■ **What you have to do**: The whole of the data is to be duplicated precisely.

■ **Listed records**:

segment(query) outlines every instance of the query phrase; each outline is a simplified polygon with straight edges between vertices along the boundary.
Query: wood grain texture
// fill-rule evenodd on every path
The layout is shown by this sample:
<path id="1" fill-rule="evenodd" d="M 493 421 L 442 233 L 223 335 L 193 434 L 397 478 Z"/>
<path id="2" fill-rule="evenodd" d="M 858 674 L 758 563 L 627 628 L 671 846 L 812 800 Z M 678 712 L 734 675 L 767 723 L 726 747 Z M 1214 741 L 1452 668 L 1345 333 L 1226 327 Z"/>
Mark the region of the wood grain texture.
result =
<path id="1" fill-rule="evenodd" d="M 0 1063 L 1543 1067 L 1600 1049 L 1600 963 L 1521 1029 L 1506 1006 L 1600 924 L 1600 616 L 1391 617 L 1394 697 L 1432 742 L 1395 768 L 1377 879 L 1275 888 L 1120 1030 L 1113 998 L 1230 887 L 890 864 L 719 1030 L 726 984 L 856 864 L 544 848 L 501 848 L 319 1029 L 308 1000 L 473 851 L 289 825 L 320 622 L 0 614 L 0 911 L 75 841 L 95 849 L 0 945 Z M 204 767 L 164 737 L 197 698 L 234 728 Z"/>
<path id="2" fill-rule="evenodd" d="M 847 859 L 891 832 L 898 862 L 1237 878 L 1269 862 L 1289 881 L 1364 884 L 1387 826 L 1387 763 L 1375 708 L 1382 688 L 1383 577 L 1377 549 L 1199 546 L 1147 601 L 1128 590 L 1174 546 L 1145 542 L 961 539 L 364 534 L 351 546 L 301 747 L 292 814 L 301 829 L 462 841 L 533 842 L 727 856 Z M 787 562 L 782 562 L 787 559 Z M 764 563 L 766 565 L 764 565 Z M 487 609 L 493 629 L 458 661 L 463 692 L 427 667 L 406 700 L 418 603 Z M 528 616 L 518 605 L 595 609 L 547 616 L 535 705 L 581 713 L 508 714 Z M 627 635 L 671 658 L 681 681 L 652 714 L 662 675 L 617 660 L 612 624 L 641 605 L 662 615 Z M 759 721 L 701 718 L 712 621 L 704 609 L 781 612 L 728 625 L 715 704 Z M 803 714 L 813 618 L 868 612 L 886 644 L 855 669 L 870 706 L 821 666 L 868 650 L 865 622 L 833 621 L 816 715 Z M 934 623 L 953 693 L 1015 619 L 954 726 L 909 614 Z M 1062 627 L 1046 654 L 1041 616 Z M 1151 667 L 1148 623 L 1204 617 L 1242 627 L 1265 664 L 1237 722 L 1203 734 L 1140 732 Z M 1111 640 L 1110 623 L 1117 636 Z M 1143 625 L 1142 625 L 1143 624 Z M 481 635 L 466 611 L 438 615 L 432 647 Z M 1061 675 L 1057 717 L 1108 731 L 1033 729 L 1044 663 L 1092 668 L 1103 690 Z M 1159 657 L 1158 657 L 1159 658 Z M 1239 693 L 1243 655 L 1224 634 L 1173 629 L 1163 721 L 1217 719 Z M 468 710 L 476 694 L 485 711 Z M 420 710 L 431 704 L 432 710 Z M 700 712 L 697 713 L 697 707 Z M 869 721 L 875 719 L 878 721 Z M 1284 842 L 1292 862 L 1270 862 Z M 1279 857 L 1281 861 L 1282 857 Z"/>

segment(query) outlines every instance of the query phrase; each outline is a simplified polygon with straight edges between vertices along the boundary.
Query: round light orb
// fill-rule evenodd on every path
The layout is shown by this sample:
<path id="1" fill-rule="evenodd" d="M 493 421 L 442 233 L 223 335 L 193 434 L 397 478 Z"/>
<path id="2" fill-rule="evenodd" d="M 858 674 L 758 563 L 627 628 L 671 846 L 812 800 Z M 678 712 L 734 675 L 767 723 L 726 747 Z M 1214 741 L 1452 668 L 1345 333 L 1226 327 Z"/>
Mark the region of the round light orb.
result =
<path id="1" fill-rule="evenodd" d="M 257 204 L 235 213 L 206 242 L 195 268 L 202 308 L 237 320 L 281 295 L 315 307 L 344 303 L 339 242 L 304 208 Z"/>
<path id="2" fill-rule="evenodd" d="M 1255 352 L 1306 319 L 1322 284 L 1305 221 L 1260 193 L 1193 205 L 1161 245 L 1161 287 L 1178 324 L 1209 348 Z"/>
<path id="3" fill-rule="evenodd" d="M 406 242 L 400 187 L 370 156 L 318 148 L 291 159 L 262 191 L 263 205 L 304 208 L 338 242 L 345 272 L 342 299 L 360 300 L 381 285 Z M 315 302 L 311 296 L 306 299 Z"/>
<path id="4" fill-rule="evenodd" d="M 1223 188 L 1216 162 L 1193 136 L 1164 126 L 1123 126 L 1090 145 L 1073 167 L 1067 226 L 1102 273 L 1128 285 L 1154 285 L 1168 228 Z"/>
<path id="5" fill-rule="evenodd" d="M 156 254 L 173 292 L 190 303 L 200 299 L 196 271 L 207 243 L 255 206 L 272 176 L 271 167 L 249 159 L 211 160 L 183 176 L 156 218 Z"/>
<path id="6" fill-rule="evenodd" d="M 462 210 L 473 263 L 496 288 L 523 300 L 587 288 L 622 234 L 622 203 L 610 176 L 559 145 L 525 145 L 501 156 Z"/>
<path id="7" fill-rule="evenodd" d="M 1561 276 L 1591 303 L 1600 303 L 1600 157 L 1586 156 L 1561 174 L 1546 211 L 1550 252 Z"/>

■ **Result of this exercise**:
segment(query) outlines every instance of the query phrase; each outline is a simplified polygon with straight edges between vertices along the boundary.
Query: wood grain texture
// fill-rule evenodd on every path
The layout is shown by this sample:
<path id="1" fill-rule="evenodd" d="M 493 421 L 442 233 L 223 335 L 193 434 L 397 478 Z"/>
<path id="2" fill-rule="evenodd" d="M 858 674 L 758 563 L 627 628 L 671 846 L 812 800 Z M 678 712 L 734 675 L 767 723 L 726 747 Z M 1214 741 L 1452 668 L 1345 333 L 1226 327 Z"/>
Mark the region of the wood grain texture.
result =
<path id="1" fill-rule="evenodd" d="M 0 1063 L 1543 1067 L 1600 1049 L 1600 963 L 1521 1029 L 1506 1006 L 1600 924 L 1600 616 L 1391 617 L 1394 697 L 1432 742 L 1395 768 L 1377 879 L 1275 888 L 1120 1030 L 1113 998 L 1230 887 L 890 864 L 719 1030 L 726 984 L 856 864 L 544 848 L 501 848 L 319 1029 L 308 1000 L 473 851 L 289 825 L 320 622 L 0 614 L 0 911 L 75 841 L 95 849 L 0 945 Z M 204 767 L 164 737 L 197 698 L 234 728 Z"/>
<path id="2" fill-rule="evenodd" d="M 847 859 L 891 832 L 898 862 L 1237 878 L 1269 862 L 1289 881 L 1364 884 L 1387 826 L 1387 763 L 1375 708 L 1382 688 L 1383 577 L 1377 549 L 1199 546 L 1147 601 L 1128 590 L 1174 546 L 1145 542 L 961 539 L 364 534 L 351 546 L 301 747 L 292 814 L 301 829 L 462 841 L 533 842 L 727 856 Z M 787 562 L 782 562 L 787 559 Z M 764 563 L 766 565 L 764 565 Z M 487 609 L 493 629 L 458 661 L 463 692 L 427 667 L 406 700 L 418 603 Z M 528 616 L 518 605 L 595 609 L 547 616 L 535 705 L 581 713 L 508 714 Z M 627 635 L 671 658 L 681 681 L 652 714 L 662 675 L 617 660 L 612 624 L 641 605 L 662 615 Z M 759 721 L 701 718 L 712 621 L 704 609 L 781 612 L 728 625 L 715 704 Z M 803 714 L 813 618 L 868 612 L 886 644 L 855 669 L 870 706 L 821 666 L 868 650 L 865 622 L 833 621 L 816 715 Z M 934 623 L 953 693 L 1015 619 L 954 726 L 909 614 Z M 1062 627 L 1046 654 L 1041 616 Z M 1151 667 L 1148 623 L 1204 617 L 1242 627 L 1265 664 L 1237 722 L 1203 734 L 1140 732 Z M 1111 640 L 1110 623 L 1117 636 Z M 1143 625 L 1142 625 L 1143 624 Z M 481 635 L 466 611 L 438 615 L 432 647 Z M 1061 675 L 1057 717 L 1108 731 L 1033 729 L 1044 663 L 1092 668 L 1103 690 Z M 1159 657 L 1158 657 L 1159 658 Z M 1239 693 L 1243 655 L 1224 634 L 1173 629 L 1163 721 L 1217 719 Z M 468 710 L 476 694 L 485 711 Z M 420 710 L 431 704 L 432 710 Z M 700 712 L 697 713 L 697 707 Z M 869 721 L 875 719 L 878 721 Z M 1284 842 L 1292 862 L 1270 862 Z M 1279 857 L 1281 861 L 1282 857 Z"/>

segment(query) outlines every instance of the query phrase; each outline is a simplified polygon with straight edges between vertices along the boundary.
Query: round light orb
// fill-rule evenodd on every path
The layout is shown by this sample:
<path id="1" fill-rule="evenodd" d="M 493 421 L 442 233 L 223 335 L 193 434 L 397 478 Z"/>
<path id="2" fill-rule="evenodd" d="M 858 674 L 758 563 L 627 628 L 671 846 L 812 800 Z M 678 712 L 734 675 L 767 723 L 726 747 Z M 1214 741 L 1452 668 L 1345 333 L 1226 327 Z"/>
Mark the region of the round light orb.
result =
<path id="1" fill-rule="evenodd" d="M 257 204 L 235 213 L 206 242 L 195 268 L 202 308 L 237 320 L 281 295 L 315 307 L 344 303 L 339 242 L 304 208 Z"/>
<path id="2" fill-rule="evenodd" d="M 1255 352 L 1306 319 L 1322 284 L 1305 221 L 1260 193 L 1193 205 L 1161 245 L 1161 287 L 1178 324 L 1209 348 Z"/>
<path id="3" fill-rule="evenodd" d="M 406 242 L 400 187 L 370 156 L 318 148 L 291 159 L 262 191 L 263 205 L 304 208 L 338 242 L 345 272 L 342 299 L 360 300 L 381 285 Z M 315 302 L 311 296 L 306 299 Z"/>
<path id="4" fill-rule="evenodd" d="M 1223 188 L 1216 162 L 1193 136 L 1164 126 L 1123 126 L 1090 145 L 1073 167 L 1067 226 L 1102 273 L 1128 285 L 1154 285 L 1168 228 Z"/>
<path id="5" fill-rule="evenodd" d="M 156 254 L 173 292 L 190 303 L 200 299 L 196 271 L 207 243 L 255 206 L 272 176 L 271 167 L 249 159 L 211 160 L 183 176 L 156 218 Z"/>
<path id="6" fill-rule="evenodd" d="M 462 210 L 473 263 L 496 288 L 523 300 L 587 288 L 622 234 L 622 203 L 610 176 L 559 145 L 525 145 L 501 156 Z"/>
<path id="7" fill-rule="evenodd" d="M 1561 276 L 1591 303 L 1600 303 L 1600 157 L 1586 156 L 1561 174 L 1546 211 L 1550 252 Z"/>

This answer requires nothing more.